● **YOUR INSTRUCTIONS**
Starting at the first line of the records below, reproduce every line up to and including the line with "positive clicks: (162, 96)", but leave out all pictures.

● **INPUT DATA**
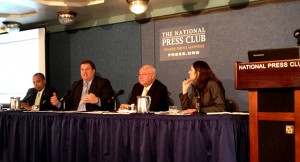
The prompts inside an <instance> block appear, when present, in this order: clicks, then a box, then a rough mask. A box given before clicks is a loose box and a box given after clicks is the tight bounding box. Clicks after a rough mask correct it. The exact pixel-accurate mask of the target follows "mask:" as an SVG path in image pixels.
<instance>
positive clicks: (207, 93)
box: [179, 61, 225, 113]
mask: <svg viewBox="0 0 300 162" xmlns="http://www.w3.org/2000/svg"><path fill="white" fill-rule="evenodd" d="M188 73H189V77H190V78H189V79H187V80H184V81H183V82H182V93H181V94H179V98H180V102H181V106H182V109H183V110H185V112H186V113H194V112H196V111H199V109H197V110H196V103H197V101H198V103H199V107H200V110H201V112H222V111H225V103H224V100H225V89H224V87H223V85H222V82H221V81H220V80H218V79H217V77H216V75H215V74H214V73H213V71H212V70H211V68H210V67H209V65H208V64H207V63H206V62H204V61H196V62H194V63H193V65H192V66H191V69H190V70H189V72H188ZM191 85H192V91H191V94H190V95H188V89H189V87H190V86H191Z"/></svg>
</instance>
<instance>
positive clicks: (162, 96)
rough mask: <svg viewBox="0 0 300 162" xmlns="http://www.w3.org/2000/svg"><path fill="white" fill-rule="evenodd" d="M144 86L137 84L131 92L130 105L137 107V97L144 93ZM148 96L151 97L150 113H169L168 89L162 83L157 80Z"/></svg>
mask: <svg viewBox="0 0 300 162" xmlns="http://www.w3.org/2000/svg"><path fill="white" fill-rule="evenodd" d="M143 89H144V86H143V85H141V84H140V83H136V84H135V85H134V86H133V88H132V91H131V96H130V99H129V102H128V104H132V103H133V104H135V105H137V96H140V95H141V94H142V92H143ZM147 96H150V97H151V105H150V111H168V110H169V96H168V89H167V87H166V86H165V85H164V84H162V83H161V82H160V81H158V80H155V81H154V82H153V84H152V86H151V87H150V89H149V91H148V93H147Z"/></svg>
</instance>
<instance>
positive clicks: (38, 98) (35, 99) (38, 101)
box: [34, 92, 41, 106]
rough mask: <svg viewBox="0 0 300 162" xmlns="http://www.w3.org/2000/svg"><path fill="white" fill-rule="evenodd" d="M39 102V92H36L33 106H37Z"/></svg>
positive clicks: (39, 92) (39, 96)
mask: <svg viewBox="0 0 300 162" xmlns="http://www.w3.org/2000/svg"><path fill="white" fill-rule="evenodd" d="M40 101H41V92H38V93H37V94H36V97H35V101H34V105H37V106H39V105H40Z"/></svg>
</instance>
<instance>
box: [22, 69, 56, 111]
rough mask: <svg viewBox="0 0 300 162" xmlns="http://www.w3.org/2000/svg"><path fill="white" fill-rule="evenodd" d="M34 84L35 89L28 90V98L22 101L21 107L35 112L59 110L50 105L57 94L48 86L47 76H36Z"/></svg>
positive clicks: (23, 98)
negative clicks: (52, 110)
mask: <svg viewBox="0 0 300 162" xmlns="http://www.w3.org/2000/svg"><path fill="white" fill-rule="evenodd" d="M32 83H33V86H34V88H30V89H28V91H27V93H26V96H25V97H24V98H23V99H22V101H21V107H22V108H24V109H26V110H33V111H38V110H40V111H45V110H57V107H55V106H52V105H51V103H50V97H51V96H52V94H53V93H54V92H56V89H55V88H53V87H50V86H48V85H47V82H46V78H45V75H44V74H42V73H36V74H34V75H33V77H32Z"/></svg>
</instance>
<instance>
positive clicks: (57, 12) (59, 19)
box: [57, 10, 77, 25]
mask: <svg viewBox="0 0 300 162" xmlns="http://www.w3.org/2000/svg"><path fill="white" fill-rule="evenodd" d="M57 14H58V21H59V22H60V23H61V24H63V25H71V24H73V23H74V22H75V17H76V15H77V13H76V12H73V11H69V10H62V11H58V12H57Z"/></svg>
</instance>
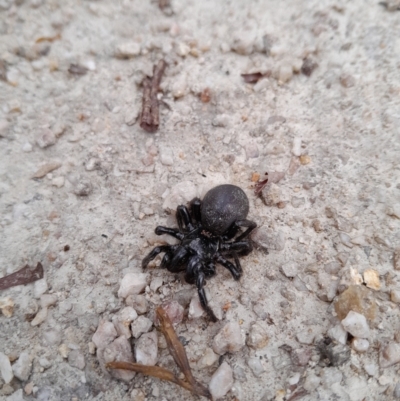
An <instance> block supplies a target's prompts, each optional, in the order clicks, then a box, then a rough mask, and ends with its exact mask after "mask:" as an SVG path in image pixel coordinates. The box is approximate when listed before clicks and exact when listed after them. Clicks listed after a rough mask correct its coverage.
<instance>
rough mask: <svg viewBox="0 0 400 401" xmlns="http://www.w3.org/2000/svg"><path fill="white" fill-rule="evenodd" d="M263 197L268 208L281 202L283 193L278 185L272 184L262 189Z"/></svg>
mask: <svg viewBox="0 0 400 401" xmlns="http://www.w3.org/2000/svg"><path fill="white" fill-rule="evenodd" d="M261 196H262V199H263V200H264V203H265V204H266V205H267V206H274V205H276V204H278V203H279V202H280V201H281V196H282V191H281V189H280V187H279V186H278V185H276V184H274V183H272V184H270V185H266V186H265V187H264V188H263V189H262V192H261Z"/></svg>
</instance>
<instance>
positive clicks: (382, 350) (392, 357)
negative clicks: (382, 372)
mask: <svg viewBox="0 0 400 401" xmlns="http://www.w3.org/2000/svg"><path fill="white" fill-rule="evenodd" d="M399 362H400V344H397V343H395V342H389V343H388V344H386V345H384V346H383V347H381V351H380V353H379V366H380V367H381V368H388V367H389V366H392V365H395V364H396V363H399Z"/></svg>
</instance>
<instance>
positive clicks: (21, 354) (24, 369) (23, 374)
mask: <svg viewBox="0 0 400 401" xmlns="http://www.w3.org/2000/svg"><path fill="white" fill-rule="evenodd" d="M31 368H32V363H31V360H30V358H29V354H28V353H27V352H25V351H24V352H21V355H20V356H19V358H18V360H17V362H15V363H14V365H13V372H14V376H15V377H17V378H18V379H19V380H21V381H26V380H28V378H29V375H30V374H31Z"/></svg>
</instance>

● **RESULT**
The prompts inside an <instance> block appear, when present, in this order: clicks, then a box, then a rough mask. A box given before clicks is a loose box and a box given after clicks is the tight bounding box. Clicks after a rough mask correct it. The exact pixel-accurate mask of the target follows "mask:" as an SVG path in image pixels.
<instance>
positive clicks: (207, 93)
box: [179, 61, 225, 113]
mask: <svg viewBox="0 0 300 162" xmlns="http://www.w3.org/2000/svg"><path fill="white" fill-rule="evenodd" d="M188 73H189V77H190V78H189V79H187V80H184V81H183V82H182V93H181V94H179V98H180V102H181V106H182V109H183V110H185V112H186V113H194V112H196V111H199V109H197V110H196V103H197V101H198V103H199V107H200V110H201V112H222V111H225V103H224V100H225V89H224V87H223V85H222V82H221V81H220V80H218V79H217V77H216V75H215V74H214V73H213V71H212V70H211V68H210V67H209V65H208V64H207V63H206V62H204V61H196V62H194V63H193V65H192V66H191V69H190V70H189V72H188ZM191 85H192V91H191V94H190V95H188V89H189V87H190V86H191Z"/></svg>
</instance>
<instance>
positive clicks: (162, 96)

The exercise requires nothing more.